Parents' attitudes even during pregnancy can affect how they respond to their babies after birth. One study showed that expectant parents who said they were hesitant to pick up babies for fear of spoiling them were more liable to produce babies who cried long and frequently than were expectant parents who believed babies' cries should be answered right away.
Studies have also shown that the longer a parent takes to answer a baby's cries, the longer it takes to soothe the baby. The critical cutoff point for answering a baby's cries is a minute and a half. If a parent takes longer than a minute and a half to answer, the amount of time required to quiet the baby increases by three, four, or in some cases fifty times.
Your Baby Doesn't Learn to Sleep
Your baby's sleeping patterns change naturally as his body's systems mature. Newborns aren't equipped with day-night body cycles; they alternate between sleeping and waking throughout the day and night, regardless of what is happening around them. It's not until about the fourth month after birth that the typical baby spends most of the day awake and sleeps longer stretches during the night. By then, the baby's bodily cycles--of high and low temperature, heart rate, and urine excretion, for instance--have become more regulated. The start of sleeping through the night coincides with the appearance of day-night rhythms and the excretion in the baby's body of an important hormone, cortisol, that helps to regulate metabolism.
You can't teach your baby to sleep through the night; it isn't a skill that can be learned. But when the time is right, your baby's inborn master clock will set all of his internal operations in harmonious cycles, and his day and night rhythms will become more predictable.
Shared Sleep Is Good for Parents, Too
Ironically, the very thing that most parents do to get more sleep results in their getting less sleep. Typically, parents decide that they can sleep better if the baby is in another place, and so they put the baby in a crib in a separate room. The baby becomes frightened by the isolation and cries out to bring the parents close. A parent, aroused from sleep by the crying, gets up and feeds the baby, who goes to sleep in the parent's arms. The parent returns the baby to the crib and goes back to the other bedroom to sleep. The baby sleeps until hunger pangs and loneliness arouse him again. The baby cries, the parent is aroused, and so the night passes.

**GIVEN INFORMATION**
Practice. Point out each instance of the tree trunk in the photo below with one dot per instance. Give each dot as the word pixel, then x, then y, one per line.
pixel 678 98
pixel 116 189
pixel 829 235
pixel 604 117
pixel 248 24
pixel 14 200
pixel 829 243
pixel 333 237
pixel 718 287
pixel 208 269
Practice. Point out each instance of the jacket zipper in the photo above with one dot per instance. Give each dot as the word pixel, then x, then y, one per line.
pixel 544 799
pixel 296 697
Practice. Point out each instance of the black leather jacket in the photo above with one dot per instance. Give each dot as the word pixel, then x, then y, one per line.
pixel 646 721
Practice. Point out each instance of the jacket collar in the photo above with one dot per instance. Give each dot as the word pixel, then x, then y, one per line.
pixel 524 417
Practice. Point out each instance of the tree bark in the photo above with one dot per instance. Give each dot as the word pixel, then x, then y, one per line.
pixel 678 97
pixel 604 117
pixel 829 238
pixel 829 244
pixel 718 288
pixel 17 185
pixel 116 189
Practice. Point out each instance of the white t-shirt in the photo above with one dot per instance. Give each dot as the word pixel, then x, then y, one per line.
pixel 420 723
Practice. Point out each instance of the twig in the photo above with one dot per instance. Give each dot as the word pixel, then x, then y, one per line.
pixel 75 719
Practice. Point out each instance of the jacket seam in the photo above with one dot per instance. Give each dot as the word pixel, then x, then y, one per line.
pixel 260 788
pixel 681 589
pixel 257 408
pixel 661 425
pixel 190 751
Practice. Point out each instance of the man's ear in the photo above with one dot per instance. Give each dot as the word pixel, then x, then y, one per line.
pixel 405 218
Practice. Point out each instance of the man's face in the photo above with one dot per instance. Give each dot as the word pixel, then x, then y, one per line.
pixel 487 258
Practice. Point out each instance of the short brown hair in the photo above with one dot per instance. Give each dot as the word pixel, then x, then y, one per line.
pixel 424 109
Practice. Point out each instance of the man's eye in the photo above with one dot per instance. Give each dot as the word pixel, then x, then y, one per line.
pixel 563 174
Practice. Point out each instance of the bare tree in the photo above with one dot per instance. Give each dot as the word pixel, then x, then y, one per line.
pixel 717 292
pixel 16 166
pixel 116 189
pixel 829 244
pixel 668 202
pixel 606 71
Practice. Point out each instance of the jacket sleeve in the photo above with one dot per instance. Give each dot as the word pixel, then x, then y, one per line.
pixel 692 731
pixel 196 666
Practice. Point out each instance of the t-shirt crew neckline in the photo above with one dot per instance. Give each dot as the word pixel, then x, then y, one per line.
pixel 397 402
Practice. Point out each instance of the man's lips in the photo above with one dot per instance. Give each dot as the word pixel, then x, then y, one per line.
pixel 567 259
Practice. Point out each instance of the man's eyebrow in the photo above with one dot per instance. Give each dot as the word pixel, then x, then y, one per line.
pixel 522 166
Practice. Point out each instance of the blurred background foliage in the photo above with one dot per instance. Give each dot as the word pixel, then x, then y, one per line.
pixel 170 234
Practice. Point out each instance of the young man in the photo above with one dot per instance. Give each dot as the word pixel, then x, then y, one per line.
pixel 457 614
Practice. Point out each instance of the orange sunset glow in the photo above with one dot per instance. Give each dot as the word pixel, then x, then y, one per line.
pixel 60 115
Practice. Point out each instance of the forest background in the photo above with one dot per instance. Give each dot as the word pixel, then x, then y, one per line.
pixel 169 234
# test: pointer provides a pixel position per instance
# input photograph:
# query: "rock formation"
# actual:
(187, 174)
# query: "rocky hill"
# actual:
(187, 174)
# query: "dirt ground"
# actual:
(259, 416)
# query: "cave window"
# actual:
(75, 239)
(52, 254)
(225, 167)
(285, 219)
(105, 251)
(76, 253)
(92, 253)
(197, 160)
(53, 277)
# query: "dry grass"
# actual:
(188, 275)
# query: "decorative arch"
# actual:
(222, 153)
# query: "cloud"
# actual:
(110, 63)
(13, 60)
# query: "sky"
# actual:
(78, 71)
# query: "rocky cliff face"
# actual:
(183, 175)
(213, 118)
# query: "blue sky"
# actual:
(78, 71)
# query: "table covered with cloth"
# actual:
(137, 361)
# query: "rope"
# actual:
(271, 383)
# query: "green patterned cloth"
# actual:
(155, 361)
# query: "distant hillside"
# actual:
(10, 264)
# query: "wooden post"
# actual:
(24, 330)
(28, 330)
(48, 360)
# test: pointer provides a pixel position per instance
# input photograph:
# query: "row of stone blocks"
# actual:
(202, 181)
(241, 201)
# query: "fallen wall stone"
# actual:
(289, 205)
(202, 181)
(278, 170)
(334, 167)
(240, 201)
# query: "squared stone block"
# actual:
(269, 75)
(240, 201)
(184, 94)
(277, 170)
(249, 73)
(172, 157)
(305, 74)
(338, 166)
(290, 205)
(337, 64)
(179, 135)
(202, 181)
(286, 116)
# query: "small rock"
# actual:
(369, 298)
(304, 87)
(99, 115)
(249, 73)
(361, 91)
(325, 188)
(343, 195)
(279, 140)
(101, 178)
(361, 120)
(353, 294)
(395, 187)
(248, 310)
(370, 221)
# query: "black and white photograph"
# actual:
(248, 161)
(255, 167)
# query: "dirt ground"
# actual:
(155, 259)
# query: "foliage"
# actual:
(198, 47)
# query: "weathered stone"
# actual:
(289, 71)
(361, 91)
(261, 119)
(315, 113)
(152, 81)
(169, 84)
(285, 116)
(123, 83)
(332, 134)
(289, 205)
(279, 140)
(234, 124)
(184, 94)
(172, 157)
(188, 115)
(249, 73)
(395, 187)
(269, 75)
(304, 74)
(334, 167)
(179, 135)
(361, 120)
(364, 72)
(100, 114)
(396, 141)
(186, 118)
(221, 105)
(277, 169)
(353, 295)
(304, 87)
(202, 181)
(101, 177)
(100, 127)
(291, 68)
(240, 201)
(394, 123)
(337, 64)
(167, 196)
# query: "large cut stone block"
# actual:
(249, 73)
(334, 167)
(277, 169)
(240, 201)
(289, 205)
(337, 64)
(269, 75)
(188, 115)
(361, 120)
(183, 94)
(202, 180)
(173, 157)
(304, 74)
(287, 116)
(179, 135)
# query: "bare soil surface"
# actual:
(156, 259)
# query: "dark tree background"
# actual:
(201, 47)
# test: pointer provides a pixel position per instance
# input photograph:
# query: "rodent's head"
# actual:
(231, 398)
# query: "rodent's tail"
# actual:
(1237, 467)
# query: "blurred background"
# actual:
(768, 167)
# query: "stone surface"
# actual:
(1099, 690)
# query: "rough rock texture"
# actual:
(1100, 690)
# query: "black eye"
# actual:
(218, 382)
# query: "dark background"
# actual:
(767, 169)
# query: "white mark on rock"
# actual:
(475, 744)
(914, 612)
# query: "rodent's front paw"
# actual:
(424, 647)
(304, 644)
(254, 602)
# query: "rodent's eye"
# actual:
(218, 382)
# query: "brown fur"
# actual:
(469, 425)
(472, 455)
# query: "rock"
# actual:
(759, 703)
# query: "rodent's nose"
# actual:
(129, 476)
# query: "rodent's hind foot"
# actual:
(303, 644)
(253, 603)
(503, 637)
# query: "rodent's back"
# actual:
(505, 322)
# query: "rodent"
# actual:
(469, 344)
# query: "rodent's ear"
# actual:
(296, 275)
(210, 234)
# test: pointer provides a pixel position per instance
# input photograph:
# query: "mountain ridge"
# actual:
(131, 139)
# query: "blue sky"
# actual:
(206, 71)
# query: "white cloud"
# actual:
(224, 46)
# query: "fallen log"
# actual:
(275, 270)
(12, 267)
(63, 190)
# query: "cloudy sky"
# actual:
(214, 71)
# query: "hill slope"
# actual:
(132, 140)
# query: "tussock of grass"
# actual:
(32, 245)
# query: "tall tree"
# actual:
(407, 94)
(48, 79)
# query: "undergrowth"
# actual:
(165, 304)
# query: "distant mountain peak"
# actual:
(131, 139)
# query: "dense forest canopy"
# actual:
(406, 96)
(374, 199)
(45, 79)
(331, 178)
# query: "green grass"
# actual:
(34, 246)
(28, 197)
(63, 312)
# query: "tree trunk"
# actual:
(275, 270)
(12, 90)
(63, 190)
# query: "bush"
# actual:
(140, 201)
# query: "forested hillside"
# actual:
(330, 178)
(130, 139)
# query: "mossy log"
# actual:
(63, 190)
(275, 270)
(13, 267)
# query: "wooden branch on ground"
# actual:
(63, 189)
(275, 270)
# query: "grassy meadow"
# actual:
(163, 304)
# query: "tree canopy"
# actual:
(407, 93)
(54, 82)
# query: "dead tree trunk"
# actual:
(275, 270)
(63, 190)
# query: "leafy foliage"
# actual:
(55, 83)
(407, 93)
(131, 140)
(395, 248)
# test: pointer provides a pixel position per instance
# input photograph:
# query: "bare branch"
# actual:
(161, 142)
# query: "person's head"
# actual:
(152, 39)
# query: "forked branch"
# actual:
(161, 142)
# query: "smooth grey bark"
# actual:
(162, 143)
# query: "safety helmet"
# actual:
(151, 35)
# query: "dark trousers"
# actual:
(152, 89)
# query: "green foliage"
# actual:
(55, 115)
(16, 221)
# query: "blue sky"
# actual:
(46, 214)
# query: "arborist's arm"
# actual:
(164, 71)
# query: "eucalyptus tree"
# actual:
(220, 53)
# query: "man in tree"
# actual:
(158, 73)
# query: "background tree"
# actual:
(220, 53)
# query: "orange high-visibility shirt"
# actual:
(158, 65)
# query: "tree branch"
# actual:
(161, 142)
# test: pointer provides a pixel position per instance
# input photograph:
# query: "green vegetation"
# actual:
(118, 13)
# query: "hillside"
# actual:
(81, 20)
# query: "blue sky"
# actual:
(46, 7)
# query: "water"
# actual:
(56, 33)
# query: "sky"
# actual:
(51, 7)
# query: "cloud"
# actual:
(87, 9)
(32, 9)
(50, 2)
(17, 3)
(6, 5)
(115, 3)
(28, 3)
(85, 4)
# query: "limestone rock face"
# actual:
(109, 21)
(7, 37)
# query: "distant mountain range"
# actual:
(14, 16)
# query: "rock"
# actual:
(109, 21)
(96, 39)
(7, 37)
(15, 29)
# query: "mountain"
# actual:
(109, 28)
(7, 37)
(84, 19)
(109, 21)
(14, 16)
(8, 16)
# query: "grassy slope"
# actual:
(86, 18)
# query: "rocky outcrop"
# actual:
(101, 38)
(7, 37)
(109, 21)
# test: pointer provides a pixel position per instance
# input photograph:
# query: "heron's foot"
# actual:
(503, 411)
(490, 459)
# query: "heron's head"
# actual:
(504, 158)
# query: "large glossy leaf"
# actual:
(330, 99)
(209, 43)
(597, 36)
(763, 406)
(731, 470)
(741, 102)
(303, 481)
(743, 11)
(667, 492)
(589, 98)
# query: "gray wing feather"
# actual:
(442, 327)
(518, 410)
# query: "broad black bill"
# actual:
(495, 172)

**TASK INSTRUCTIONS**
Rewrite the passage about babies' crying and sleep, starting with "Parents' attitudes even" and going on through "cases fifty times.", changing "a minute and a half" to "ninety seconds". The material stands apart from the passage about babies' crying and sleep.

**TASK RESPONSE**
Parents' attitudes even during pregnancy can affect how they respond to their babies after birth. One study showed that expectant parents who said they were hesitant to pick up babies for fear of spoiling them were more liable to produce babies who cried long and frequently than were expectant parents who believed babies' cries should be answered right away.
Studies have also shown that the longer a parent takes to answer a baby's cries, the longer it takes to soothe the baby. The critical cutoff point for answering a baby's cries is ninety seconds. If a parent takes longer than ninety seconds to answer, the amount of time required to quiet the baby increases by three, four, or in some cases fifty times.